■ Exercise prompt: Rewrite every entry below, replacing "drop one point per instance" with "mark one point for each instance" and leaving all other wording unchanged. Omit the pictures from your answer.
******************************
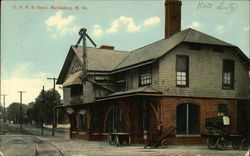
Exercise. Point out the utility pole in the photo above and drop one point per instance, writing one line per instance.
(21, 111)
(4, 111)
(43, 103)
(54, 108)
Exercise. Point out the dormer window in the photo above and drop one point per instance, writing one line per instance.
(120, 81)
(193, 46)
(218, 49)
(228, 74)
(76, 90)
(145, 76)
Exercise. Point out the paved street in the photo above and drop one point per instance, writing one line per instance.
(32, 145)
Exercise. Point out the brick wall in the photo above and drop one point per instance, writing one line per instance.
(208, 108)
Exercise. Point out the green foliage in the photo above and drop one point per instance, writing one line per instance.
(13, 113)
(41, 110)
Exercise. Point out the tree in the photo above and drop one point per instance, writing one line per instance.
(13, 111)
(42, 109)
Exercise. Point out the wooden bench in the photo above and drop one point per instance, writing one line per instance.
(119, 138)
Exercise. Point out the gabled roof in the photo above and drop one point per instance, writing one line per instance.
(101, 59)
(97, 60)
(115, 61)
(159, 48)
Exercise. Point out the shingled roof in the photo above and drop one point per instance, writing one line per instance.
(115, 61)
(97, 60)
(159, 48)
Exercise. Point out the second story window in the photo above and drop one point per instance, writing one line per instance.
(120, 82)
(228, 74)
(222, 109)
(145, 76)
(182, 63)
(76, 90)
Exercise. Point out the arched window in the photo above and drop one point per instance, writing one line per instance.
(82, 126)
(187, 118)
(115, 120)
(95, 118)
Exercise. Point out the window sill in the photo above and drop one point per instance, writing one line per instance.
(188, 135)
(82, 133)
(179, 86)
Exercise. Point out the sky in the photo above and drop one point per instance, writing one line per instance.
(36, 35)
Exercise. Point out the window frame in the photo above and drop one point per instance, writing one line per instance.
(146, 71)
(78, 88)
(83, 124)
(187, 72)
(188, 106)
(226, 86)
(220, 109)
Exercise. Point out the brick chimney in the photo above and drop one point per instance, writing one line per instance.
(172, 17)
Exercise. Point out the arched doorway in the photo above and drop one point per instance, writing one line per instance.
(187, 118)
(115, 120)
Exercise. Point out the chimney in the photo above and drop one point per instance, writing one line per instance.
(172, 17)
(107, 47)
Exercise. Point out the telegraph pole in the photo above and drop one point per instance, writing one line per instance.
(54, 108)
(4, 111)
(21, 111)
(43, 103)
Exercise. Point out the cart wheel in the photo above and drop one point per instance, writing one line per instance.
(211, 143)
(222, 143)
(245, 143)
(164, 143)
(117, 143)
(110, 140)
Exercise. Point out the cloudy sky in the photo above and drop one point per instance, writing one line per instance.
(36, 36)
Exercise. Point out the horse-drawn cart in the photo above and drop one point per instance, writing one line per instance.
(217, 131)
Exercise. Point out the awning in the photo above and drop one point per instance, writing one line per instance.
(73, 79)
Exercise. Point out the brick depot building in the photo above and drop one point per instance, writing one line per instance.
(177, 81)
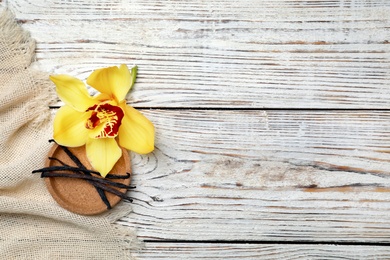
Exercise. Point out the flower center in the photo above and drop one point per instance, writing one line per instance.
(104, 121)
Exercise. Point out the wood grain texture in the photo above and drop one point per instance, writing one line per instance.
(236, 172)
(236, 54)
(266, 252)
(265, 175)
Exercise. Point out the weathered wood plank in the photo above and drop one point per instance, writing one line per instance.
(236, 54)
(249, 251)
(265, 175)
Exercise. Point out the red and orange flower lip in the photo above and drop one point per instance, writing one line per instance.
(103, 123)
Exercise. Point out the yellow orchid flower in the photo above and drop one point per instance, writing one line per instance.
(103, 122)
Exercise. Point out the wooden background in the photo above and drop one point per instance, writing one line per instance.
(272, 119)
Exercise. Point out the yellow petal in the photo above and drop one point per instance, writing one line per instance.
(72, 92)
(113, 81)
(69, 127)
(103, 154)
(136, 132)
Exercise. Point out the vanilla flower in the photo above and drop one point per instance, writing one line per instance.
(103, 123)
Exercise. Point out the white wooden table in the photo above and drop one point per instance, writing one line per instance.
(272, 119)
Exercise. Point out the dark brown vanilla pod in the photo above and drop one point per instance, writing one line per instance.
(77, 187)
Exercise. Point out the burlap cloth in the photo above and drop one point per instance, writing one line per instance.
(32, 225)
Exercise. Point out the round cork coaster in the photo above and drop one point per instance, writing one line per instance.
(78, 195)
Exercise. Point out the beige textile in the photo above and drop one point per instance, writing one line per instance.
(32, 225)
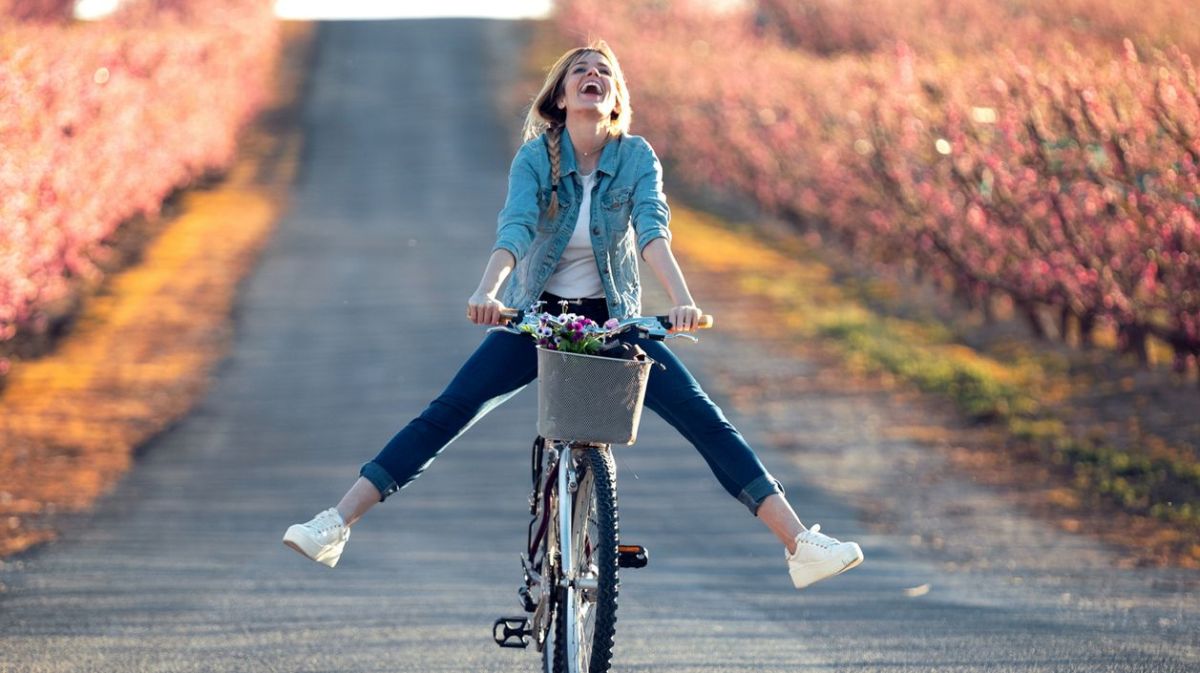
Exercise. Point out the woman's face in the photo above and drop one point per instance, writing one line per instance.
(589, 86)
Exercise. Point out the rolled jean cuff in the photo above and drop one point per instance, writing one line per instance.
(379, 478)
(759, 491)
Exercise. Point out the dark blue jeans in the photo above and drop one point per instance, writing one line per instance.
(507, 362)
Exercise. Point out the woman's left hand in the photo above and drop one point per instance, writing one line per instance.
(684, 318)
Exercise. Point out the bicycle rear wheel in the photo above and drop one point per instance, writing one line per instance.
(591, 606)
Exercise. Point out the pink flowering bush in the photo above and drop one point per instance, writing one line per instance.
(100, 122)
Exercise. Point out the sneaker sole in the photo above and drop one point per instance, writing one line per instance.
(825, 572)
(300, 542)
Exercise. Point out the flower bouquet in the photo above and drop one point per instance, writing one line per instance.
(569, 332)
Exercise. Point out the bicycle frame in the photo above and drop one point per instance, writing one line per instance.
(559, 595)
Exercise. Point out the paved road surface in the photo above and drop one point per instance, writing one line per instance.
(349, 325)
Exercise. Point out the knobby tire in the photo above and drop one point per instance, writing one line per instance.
******************************
■ Solution to this exercise:
Exercise. Point out the utility pole in the photo above and mark one point for each instance, writing one line per instance.
(21, 111)
(4, 111)
(43, 103)
(54, 108)
Exercise. Point out the dormer window in the photo above and mark one point for each instance, writing one line per instance.
(120, 81)
(193, 46)
(218, 49)
(228, 74)
(76, 90)
(145, 76)
Exercise. Point out the paved street in the photo above and mark one point for each instance, writing one line per instance.
(32, 145)
Exercise. Point out the brick wall in the photo above and mark one point for each instance, writing one line per instance.
(208, 108)
Exercise. Point out the green foliage in the photo above and mark one point for each instance, writing one line per instance.
(13, 113)
(41, 110)
Exercise. Point out the tree in the photo above and mark one point for each instance, writing one line per instance.
(13, 111)
(42, 109)
Exercise. Point out the wooden bench in the photo above and mark one point for each instance, writing one line per instance.
(119, 138)
Exercise. Point out the gabled roof in the photo above and mark one point for each instance, writing one line per instance.
(101, 59)
(97, 60)
(115, 61)
(159, 48)
Exercise. Point out the shingled roof in the photo above and mark one point for each instance, writing one line per instance.
(115, 61)
(97, 60)
(159, 48)
Exercise. Point out the second story window in the photo above and mark one point for each instance, writing one line per instance.
(120, 82)
(228, 74)
(222, 109)
(145, 76)
(182, 63)
(76, 90)
Exercise. Point out the arched window in the photo above and mark one point for each instance, writing one line per instance.
(82, 126)
(187, 118)
(115, 120)
(95, 118)
Exercise. Point out the window sill in the photo above and mark one point for each instance, writing one line per instance.
(188, 135)
(82, 133)
(179, 86)
Exercise. Point out the sky in the photo above and mark one point for each instance, writing one line per instance.
(36, 35)
Exercise. Point out the window frame in the photo above and mark one point for each instance, writing one line per instance.
(146, 71)
(78, 88)
(83, 124)
(187, 72)
(188, 106)
(226, 86)
(220, 109)
Exercise. Point out the brick chimney in the photo above and mark one point for each instance, writing one line per instance.
(172, 17)
Exercise. Point out the arched doorway in the photo above and mark one point for each instance, writing one line per instance.
(187, 118)
(115, 120)
Exercise. Point out the chimney in the photo above and mark one point for each instance, writing one line per instance.
(172, 17)
(107, 47)
Exercise. Point out the telegraph pole in the photo above and mark one point for each instance, writing one line per instance.
(54, 108)
(4, 111)
(21, 111)
(43, 103)
Exercise. Point out the cart wheel in the photo above and mark one point for each instance, writing one line per instance.
(211, 143)
(222, 143)
(245, 143)
(164, 143)
(117, 143)
(110, 140)
Exercise. Point out the cloudy sky in the photo above and mark one point for each instance, writing one line per instance.
(36, 36)
Exercise. Point out the horse-drawn cart in the photo above and mark one point for each instance, writing one line per instance.
(217, 131)
Exercise. Point out the awning in the photo above and mark one point for each instance, writing one line per instance.
(73, 79)
Exercise. Point out the brick depot building in the photo above and mark one point for each instance, writing one line per instance.
(177, 81)
Exercise. Point out the flower center in the photo above and mark one point for each instance, writing one line per instance.
(104, 121)
Exercise. Point out the wood grain texture in the photo above and mark one point for each instance, writing one line per instance.
(236, 172)
(236, 54)
(266, 252)
(265, 175)
Exercise. Point out the weathered wood plank in the photo above and mark one point for each instance, writing one line per instance.
(236, 54)
(249, 251)
(265, 175)
Exercise. Point out the red and orange flower lip in the photo above and mark one point for each instance, writing one line per instance.
(103, 123)
Exercise. Point out the yellow orchid flower in the photo above and mark one point for each instance, writing one line per instance.
(103, 122)
Exercise. Point out the wooden background in the photo above and mark one point for each instance, writing one line per instance.
(272, 119)
Exercise. Point out the yellow petal in the photo above and mark one point for each instance, writing one line per instance.
(72, 92)
(113, 81)
(69, 127)
(103, 154)
(136, 132)
Exercise. Point out the vanilla flower in the photo above and mark one point for each instance, writing one line per instance.
(103, 123)
Exercise. Point out the white wooden table in the photo above and mark one point for each instance, writing one line per instance.
(272, 119)
Exercise. Point out the dark brown vanilla pod in the photo above and mark one point for each instance, writing one line per instance.
(77, 187)
Exercise. Point out the burlap cloth in the photo above and mark one point for each instance, writing one line per instance.
(32, 225)
Exercise. Point out the round cork coaster in the photo above and mark one point for each instance, writing one line per instance.
(78, 195)
Exercise. Point out the beige textile in the photo above and mark one point for each instance, writing one line per instance.
(32, 225)
Exercise. Point out the woman's face in the photo above and mark one point for each instance, writing one line per instance.
(589, 86)
Exercise. Point out the rolled jean cuff in the photo above and mark one point for each instance, writing one line per instance.
(379, 478)
(759, 491)
Exercise. Point out the dark blue jeans in the photo above and mark one point for each instance, writing one line per instance.
(507, 362)
Exercise. Point out the woman's left hand in the photo above and mark one point for each instance, writing one line per instance.
(684, 318)
Exercise. Point out the bicycle rear wheel in the photo above and mark one point for each instance, writing one line per instance.
(591, 606)
Exercise. Point out the pink flowering bush in the photo above and mark one point for each instance, writing one line per instance.
(100, 122)
Exercise. Point out the sneaker sole in the photo above and mark one point for each instance, writing one line per instance.
(825, 572)
(300, 542)
Exercise. Point out the flower bouquet in the photo above and mark one point for each instance, writing one line per instance.
(569, 332)
Exercise. Point out the bicycle frame in the photo above and mark one point for each instance, writing one line per instance.
(559, 595)
Exercise. Point out the paved road surface in the photo above and mark one point for each instance, writing one line per instance.
(349, 325)
Exercise. Point out the knobby tire in the photo above and mark one point for each instance, writing one line per instance.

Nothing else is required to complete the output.